TRECHO FORNECIDO:
Marcelo Alves Dias de Souza
Procurador Regional da República. Doutor em Direito (PhD in Law) pelo King's College London - KCL

Publicado em: 18/03/2020 03:00 Atualizado em: 18/03/2020 09:24

“A história da humanidade contada pelos vírus, bactérias, parasitas e outros micro-organismos” (Editora Contexto, 2015) é o título de um livro que, comprado, folheado e jogado numa estante qualquer, por estes dias resgatei para reler. Seu autor é o médico infectologista brasileiro Stefan Cunha Ujvari. É um trabalho muito interessante. E, em tempo de coronavírus, nem precisava dizer, é atualíssimo. Recomendo.

Entusiasta das vacinas, quando da primeira leitura do livro, eu fiquei tocado com a história da antirrábica, desenvolvida por Louis Pasteur (1822-1895), a partir do caso do menino Joseph Meister (1876-1940), que, atacado por um cão raivoso, em 1885, foi a primeira pessoa a receber oficialmente essa vacina. Foi curado e até acabou trabalhando para o futuro Instituto Pasteur. A vacina virou tratamento para a raiva, mudando também a rotina dos nossos cães e gatos que, vacinados, vivem hoje conosco alegremente. Que a ciência nos traga mais vacinas!

Desta feita, por motivos óbvios, corri para o capítulo relativo às “gripes”. E fui lembrado de que, no fim da Primeira Guerra Mundial, a Europa foi assaltada por uma das piores pandemias de gripe da história. A espanhola, de 1918. Nascida na América ou na Ásia, alastrou-se pela Europa com a guerra. Passando de pessoa a pessoa, o planeta ficou gripado. Consta que um navio proveniente de Liverpool, com paradas no Recife, Salvador e Rio de Janeiro, trouxe a gripe espanhola para o Brasil. Estima-se que “vinte milhões de pessoas morreram de uma gripe muito mais letal do que costumávamos presenciar. Alguns pesquisadores elevam o número de mortes para próximo dos quarenta milhões. Não era um vírus qualquer da gripe, era um vírus recém-criado e recém-entrado no organismo dos humanos. Como não estávamos habituados a ele, não apresentávamos defesa formada e necessária para evitar tamanha mortalidade”. Aliás, longe de ser incomum, quase todas as eras da humanidade tiveram as suas “pestes”, com as suas letalidades, sendo talvez a mais famosa delas a “Negra”, que, no século 14, segundo estimativas, matou entre 75 a 200 milhões de pessoas, reduzindo em um terço a população mundial de então, que só voltaria ao mesmo patamar de outrora no século 16.

EXPERIMENTE: Transcreva do trecho, sem nenhuma alteração, a parte que começa em "Entusiasta das vacinas, quando" e termina em "traga mais vacinas!". Baseie-se somente no trecho.

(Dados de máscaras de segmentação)

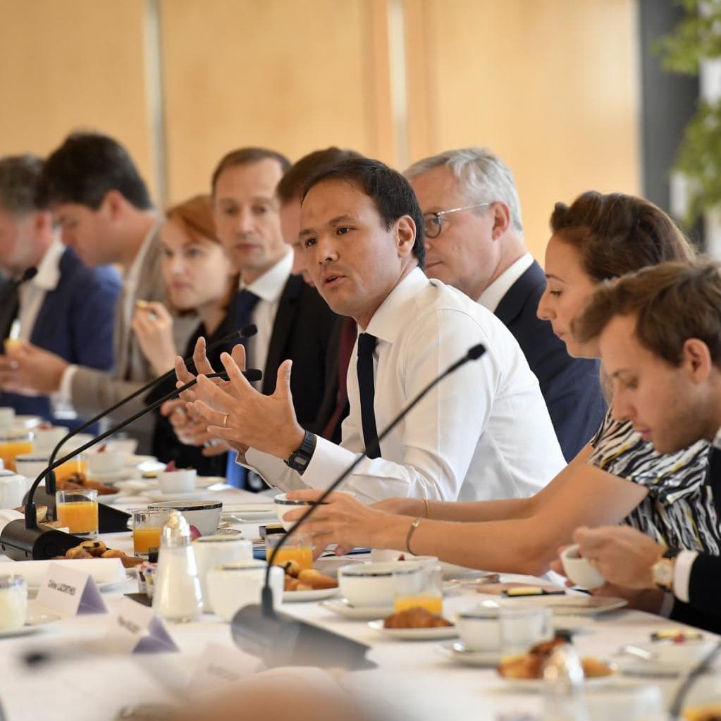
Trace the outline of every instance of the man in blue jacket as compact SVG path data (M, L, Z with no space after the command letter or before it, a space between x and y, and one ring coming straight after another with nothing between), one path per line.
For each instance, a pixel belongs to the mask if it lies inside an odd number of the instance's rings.
M37 203L43 167L32 155L0 159L0 270L14 279L29 267L37 269L17 291L10 280L0 288L0 333L7 337L12 329L14 337L70 363L107 371L113 363L120 275L109 266L87 267L61 242L50 211ZM12 367L12 355L4 363ZM54 402L53 394L22 392L7 384L0 405L74 425L74 414Z
M404 174L423 211L426 275L463 291L513 333L570 461L606 412L598 363L571 358L536 315L546 278L524 245L510 169L486 149L464 148L419 160Z

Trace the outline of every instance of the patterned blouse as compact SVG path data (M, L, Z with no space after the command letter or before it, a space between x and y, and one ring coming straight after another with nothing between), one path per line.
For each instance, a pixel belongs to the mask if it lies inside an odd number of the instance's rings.
M721 553L721 528L707 481L710 443L658 454L630 423L614 420L610 408L590 443L589 465L648 489L624 523L668 546Z

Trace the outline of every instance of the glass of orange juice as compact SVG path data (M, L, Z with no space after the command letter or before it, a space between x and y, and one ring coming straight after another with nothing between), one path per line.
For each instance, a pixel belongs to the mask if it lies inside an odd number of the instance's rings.
M152 550L160 548L163 526L170 515L169 508L138 508L133 513L133 553L147 558Z
M440 616L443 610L443 572L436 563L415 565L393 572L394 601L396 613L420 606Z
M273 534L265 537L265 557L270 560L275 547L285 534ZM293 534L281 547L273 563L283 566L288 561L295 561L301 567L301 570L313 567L313 547L302 534Z
M58 520L76 536L97 538L97 491L83 489L57 491L55 495Z
M0 459L9 471L15 470L15 456L32 452L32 434L27 430L0 432Z

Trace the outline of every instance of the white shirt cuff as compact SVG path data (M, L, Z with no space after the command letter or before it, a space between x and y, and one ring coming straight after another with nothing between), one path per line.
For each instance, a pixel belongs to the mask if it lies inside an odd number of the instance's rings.
M673 610L673 594L664 592L663 601L661 601L661 607L658 609L658 615L663 616L665 619L669 619Z
M673 595L684 603L689 603L691 569L698 555L697 551L681 551L673 565Z
M74 412L73 407L73 376L78 369L77 366L68 366L63 371L63 377L60 379L60 388L57 393L53 394L53 399L56 404L62 407L65 410L71 410Z

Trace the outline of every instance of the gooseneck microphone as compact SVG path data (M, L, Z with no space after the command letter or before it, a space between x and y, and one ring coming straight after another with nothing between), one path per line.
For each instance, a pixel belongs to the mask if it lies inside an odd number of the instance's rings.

RESPOSTA:
Entusiasta das vacinas, quando da primeira leitura do livro, eu fiquei tocado com a história da antirrábica, desenvolvida por Louis Pasteur (1822-1895), a partir do caso do menino Joseph Meister (1876-1940), que, atacado por um cão raivoso, em 1885, foi a primeira pessoa a receber oficialmente essa vacina. Foi curado e até acabou trabalhando para o futuro Instituto Pasteur. A vacina virou tratamento para a raiva, mudando também a rotina dos nossos cães e gatos que, vacinados, vivem hoje conosco alegremente. Que a ciência nos traga mais vacinas!